### WRITTEN REQUEST A
Answer these from the text on the Jezava river, one answer per line marked the same way:
(i) What is the river's length?
(ii) After floods in which year was its upper course dammed off from the Great Morava?
(iii) In which months of 1944 did the executions in Smederevo begin?

### DOCUMENT TEXT
=-=-=-=-=

Physical characteristics
- • location: Great Morava
- • coordinates: 44°39′56″N 21°02′56″E﻿ / ﻿44.6656°N 21.0490°E
- Length: 47.5 km (29.5 mi)
- Basin size: 692 km^{2} (267 sq mi)
- • average: 23 m^{3}/s (810 cu ft/s)

Basin features
- Progression: Great Morava→ Danube→ Black Sea

= Jezava =

River in central Serbia

The Jezava (Језава) is a river in central Serbia.

== Geography ==

Formerly a distributary of the Great Morava that flowed into the Danube in Smederevo at the Smederevo Fortress, its upper course was separated from the Great Morava by a dam after floods in 1897. In the 1970s, the lower course of the Jezava was diverted into a new stream bed, leading to the Great Morava. The old bed of the Jezava in Smederovo has been retained for drainage of the urban area of Smederovo. The Jezava drains an area of 692 km, belonging to the Black Sea drainage basin.

== Human history ==

In October and November 1944, the new Communist military authorities began executions of the residents of Smederevo they declared traitors and collaborators. Hundreds of people were executed on the bank of Jezava, without proper trials and after public humiliation, including wealthy denizens, priests, intellectuals and anti-Communists. People were paraded down the streets in underwear, wearing tables with inscriptions "I am war profiteer" or "I am enemy of the people".

=-=-=-=-=

### WRITTEN REQUEST B
Copy lines from the records, starting at the line that has "of the ballpoint" and stopping after the line that has "pixel 278 93", with both of those lines included.

### STORED ROWS
=-=-=-=-=

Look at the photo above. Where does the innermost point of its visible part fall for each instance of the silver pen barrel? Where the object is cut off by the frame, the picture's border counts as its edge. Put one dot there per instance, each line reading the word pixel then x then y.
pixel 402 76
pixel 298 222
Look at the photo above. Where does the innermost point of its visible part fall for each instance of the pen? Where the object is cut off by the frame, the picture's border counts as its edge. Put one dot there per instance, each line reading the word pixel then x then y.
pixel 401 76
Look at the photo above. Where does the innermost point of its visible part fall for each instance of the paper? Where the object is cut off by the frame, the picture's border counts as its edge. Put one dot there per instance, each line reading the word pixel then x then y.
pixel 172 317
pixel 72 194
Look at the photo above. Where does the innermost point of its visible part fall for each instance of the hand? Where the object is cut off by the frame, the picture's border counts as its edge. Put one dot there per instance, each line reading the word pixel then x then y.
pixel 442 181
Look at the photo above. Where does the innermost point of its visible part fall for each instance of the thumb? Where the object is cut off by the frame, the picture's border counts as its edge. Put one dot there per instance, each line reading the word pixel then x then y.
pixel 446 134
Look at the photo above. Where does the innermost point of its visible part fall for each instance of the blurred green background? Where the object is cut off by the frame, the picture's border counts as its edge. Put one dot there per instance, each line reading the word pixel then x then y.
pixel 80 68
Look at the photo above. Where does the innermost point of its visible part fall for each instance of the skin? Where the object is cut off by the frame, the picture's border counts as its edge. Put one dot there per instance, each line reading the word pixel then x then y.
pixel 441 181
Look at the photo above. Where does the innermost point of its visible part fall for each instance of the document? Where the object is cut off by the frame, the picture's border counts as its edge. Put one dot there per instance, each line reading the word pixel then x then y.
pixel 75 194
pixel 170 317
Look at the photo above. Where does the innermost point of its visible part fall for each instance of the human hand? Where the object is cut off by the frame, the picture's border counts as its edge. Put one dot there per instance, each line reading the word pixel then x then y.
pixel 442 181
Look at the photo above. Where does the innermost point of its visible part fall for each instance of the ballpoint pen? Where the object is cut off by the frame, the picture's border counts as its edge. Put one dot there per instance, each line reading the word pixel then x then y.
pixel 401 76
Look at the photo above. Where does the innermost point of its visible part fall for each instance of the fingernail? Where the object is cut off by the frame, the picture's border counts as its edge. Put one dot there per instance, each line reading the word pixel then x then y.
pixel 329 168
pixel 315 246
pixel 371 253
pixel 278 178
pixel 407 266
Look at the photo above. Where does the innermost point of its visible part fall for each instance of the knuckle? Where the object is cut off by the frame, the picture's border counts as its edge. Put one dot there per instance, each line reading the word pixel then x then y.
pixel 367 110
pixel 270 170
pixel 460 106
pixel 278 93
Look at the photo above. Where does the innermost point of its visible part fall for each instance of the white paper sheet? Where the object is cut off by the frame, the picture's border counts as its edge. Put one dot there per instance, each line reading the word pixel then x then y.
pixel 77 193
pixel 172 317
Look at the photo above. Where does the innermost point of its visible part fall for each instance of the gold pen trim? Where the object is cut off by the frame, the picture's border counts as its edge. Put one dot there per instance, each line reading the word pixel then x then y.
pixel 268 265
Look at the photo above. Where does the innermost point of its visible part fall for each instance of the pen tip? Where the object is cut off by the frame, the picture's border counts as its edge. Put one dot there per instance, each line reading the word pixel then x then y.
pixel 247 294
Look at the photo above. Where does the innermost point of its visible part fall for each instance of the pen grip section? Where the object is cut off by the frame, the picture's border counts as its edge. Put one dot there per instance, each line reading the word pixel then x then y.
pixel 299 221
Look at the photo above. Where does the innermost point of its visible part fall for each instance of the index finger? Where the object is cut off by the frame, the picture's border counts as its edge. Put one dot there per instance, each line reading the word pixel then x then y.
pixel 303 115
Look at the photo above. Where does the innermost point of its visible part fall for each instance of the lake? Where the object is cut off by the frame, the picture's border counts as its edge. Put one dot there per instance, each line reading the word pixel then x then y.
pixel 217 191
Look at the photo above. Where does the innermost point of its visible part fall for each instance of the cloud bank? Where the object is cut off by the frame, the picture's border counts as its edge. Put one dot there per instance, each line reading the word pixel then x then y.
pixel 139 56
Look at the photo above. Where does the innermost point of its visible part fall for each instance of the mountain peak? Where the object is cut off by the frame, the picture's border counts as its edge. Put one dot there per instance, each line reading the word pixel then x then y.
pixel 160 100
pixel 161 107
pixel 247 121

=-=-=-=-=

### TASK ANSWER A
(i) 47.5 km (29.5 mi)
(ii) 1897
(iii) October and November

### TASK ANSWER B
Look at the photo above. Where does the innermost point of its visible part fall for each instance of the ballpoint pen? Where the object is cut off by the frame, the picture's border counts as its edge. Put one dot there per instance, each line reading the word pixel then x then y.
pixel 401 76
Look at the photo above. Where does the innermost point of its visible part fall for each instance of the fingernail? Where the object is cut off by the frame, the picture's border counts as its edge. Put one dot there per instance, each line reading the word pixel then x then y.
pixel 329 168
pixel 315 246
pixel 371 253
pixel 278 178
pixel 407 266
Look at the photo above. Where does the innermost point of its visible part fall for each instance of the knuckle? Where the object is cut off by the frame, the picture's border counts as its edge. Put one dot there per instance, each line reading the word pixel then x then y.
pixel 367 110
pixel 270 170
pixel 460 106
pixel 278 93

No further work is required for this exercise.